Copy every line in the entries below that contains the string "satellite".

* [The input]:
##############################
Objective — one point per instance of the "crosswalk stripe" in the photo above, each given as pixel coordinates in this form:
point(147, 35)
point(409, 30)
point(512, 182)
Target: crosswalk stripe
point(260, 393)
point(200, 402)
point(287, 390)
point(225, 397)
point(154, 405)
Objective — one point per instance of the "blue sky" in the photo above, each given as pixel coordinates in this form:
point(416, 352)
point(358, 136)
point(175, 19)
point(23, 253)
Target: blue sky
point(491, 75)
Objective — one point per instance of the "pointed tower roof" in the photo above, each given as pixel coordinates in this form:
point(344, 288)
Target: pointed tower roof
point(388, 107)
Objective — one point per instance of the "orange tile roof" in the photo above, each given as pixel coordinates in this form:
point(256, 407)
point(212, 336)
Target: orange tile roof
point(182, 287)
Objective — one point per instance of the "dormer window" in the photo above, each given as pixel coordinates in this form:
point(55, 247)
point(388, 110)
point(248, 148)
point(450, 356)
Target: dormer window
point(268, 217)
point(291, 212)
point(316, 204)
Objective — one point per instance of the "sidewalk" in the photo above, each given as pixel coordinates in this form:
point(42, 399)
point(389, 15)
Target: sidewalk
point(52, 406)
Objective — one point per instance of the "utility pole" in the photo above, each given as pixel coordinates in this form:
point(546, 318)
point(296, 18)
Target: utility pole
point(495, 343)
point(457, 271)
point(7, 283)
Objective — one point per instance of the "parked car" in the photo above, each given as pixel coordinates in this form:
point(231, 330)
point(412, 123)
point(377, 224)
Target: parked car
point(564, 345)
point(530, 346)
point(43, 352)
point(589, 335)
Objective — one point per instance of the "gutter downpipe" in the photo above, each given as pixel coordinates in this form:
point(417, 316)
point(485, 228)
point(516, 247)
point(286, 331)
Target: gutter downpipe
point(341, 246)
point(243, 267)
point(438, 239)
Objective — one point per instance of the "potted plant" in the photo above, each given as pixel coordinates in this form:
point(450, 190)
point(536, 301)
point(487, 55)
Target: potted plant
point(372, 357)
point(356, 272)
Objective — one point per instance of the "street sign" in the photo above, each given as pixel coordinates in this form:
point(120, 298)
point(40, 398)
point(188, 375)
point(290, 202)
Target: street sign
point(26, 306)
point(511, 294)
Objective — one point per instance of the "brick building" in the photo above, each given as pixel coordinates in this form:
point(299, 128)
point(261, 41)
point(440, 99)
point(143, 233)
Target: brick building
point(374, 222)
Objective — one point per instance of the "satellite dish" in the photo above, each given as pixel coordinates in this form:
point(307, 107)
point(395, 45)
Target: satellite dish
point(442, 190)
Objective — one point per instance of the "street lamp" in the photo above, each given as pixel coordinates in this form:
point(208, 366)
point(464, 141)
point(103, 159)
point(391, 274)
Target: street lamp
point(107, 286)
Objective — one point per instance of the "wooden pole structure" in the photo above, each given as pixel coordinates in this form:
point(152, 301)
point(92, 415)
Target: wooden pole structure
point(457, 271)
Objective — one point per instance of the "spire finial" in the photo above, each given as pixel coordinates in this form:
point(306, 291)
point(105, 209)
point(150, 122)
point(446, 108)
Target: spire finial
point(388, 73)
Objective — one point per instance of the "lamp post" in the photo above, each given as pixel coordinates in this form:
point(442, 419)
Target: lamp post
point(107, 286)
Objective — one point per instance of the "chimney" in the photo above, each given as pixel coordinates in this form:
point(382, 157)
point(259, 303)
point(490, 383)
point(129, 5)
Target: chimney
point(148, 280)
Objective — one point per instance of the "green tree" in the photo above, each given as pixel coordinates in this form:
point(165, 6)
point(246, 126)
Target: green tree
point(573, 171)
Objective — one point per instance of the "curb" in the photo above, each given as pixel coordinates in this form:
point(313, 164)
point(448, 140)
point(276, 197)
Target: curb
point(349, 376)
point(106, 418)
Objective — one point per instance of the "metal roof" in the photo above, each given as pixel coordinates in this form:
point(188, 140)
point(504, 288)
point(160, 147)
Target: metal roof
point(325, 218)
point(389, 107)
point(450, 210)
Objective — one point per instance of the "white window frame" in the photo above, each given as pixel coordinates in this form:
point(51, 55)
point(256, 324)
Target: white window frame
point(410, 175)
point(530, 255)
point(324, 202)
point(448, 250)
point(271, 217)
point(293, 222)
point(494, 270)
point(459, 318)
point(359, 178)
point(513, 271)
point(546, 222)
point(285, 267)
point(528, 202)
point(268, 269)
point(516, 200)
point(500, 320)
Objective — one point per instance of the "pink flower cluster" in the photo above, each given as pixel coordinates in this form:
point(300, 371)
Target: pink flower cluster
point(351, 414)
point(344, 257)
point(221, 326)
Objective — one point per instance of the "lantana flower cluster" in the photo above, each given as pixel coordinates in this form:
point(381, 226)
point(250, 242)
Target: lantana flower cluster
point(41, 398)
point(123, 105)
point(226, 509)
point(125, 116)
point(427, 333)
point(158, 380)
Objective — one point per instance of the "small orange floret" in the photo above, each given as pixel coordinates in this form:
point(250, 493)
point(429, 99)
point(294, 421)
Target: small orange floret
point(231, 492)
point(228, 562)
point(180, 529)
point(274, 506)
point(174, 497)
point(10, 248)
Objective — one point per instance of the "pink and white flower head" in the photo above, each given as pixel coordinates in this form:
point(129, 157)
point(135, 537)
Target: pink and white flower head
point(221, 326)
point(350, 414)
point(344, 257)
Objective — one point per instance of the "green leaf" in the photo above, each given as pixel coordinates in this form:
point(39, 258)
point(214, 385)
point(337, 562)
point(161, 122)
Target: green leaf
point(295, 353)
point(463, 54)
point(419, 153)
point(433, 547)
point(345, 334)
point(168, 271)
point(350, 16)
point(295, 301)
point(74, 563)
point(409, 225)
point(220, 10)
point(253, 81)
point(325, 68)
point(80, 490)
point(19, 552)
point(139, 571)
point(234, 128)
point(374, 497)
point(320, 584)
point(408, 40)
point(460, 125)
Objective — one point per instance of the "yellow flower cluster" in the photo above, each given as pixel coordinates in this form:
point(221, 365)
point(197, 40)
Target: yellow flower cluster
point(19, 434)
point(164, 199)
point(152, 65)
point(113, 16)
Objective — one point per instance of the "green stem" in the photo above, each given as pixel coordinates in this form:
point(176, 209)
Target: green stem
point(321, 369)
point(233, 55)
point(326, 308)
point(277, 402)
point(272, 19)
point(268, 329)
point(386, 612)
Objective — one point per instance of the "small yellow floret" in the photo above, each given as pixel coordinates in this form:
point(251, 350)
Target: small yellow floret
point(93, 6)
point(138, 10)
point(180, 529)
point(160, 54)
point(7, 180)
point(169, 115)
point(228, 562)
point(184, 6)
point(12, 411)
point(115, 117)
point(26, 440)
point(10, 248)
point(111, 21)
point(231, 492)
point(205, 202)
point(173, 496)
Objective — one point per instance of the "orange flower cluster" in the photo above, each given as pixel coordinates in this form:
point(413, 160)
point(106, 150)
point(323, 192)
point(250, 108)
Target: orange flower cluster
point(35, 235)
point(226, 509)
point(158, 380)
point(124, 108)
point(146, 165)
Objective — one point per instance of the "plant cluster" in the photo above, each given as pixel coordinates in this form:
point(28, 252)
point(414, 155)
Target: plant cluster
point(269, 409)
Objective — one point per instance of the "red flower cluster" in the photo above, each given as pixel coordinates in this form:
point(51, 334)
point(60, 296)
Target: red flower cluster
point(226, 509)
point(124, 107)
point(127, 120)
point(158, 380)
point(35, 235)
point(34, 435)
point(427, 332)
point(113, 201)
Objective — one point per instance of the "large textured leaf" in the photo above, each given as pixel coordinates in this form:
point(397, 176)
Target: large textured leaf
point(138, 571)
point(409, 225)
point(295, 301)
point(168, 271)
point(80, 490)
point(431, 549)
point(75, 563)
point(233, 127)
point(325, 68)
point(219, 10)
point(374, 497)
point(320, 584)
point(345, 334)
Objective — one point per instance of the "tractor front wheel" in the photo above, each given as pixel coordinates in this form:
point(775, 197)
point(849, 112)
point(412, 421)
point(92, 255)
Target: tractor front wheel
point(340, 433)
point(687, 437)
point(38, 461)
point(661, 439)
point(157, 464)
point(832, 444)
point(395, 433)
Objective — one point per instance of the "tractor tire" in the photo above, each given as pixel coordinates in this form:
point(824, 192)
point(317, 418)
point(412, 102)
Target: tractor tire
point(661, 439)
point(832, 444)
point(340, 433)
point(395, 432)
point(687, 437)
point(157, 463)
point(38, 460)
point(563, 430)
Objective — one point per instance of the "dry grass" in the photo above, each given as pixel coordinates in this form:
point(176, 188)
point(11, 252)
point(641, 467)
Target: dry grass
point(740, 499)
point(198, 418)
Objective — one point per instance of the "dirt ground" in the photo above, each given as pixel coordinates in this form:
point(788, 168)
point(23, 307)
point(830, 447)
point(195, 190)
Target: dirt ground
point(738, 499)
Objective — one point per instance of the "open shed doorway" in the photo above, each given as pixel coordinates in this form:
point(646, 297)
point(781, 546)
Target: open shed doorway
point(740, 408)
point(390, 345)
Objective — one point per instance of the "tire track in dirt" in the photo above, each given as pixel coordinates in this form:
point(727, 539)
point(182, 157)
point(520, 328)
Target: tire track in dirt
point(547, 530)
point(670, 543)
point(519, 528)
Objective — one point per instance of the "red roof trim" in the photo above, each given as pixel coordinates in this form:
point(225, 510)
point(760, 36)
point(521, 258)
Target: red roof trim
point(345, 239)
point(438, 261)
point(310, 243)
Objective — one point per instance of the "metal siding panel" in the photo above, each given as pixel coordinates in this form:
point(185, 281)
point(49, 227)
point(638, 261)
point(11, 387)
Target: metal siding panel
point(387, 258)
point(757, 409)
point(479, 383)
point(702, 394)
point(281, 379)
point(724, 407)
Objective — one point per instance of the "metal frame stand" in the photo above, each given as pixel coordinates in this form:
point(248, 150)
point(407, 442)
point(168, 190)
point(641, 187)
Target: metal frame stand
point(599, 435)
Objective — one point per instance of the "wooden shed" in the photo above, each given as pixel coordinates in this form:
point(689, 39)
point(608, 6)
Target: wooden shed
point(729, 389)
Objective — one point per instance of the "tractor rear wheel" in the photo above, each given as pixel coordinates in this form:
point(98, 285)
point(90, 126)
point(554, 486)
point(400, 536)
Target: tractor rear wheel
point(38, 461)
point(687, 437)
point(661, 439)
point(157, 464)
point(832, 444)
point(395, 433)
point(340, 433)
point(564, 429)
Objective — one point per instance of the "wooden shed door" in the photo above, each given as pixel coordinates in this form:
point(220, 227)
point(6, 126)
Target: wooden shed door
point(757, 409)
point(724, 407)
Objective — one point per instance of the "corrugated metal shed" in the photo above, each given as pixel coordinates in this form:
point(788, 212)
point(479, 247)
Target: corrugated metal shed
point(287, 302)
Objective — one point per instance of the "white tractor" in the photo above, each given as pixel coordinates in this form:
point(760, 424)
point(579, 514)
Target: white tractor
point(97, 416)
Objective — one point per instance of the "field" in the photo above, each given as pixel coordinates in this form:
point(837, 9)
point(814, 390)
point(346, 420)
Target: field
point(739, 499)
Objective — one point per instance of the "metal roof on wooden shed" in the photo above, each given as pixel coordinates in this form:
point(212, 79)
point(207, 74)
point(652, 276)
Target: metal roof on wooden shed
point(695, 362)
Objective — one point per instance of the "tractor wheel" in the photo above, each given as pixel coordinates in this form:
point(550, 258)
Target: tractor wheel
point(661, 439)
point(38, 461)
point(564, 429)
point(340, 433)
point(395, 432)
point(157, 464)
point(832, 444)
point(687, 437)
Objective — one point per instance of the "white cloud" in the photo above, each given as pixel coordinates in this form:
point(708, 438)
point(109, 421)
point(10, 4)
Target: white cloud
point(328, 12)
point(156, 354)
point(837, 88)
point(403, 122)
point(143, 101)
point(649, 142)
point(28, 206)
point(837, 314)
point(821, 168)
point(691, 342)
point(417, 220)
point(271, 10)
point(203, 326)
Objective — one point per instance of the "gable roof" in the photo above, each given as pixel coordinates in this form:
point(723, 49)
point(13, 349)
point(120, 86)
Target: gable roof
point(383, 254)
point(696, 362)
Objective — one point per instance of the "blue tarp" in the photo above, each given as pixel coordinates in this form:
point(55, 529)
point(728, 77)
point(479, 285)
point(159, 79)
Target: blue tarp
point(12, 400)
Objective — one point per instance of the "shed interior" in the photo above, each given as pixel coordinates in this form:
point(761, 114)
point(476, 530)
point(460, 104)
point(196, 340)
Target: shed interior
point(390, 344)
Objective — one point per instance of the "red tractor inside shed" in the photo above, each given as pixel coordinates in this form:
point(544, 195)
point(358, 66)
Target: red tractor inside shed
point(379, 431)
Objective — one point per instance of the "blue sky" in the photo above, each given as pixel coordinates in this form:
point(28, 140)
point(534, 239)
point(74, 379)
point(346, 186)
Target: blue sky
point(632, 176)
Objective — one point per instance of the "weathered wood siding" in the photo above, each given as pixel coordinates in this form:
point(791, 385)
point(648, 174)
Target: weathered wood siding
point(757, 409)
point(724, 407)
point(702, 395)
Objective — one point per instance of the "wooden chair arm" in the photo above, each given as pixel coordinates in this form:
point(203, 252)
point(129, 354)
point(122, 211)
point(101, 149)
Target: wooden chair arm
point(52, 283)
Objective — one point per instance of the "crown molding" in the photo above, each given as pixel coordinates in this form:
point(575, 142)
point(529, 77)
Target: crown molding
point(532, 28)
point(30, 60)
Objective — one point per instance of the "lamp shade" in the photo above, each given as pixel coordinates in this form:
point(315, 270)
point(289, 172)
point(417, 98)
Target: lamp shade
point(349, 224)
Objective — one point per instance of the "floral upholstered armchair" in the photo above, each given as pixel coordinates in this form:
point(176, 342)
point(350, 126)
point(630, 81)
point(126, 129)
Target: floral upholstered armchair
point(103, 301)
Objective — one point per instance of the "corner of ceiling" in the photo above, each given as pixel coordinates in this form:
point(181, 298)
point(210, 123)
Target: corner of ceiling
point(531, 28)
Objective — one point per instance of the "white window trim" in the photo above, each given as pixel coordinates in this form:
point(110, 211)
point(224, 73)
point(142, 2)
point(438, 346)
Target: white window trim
##############################
* [Answer below]:
Objective — one point per instance of the "satellite dish" in the photo above, each given as pixel coordinates in this form:
Target: satellite dish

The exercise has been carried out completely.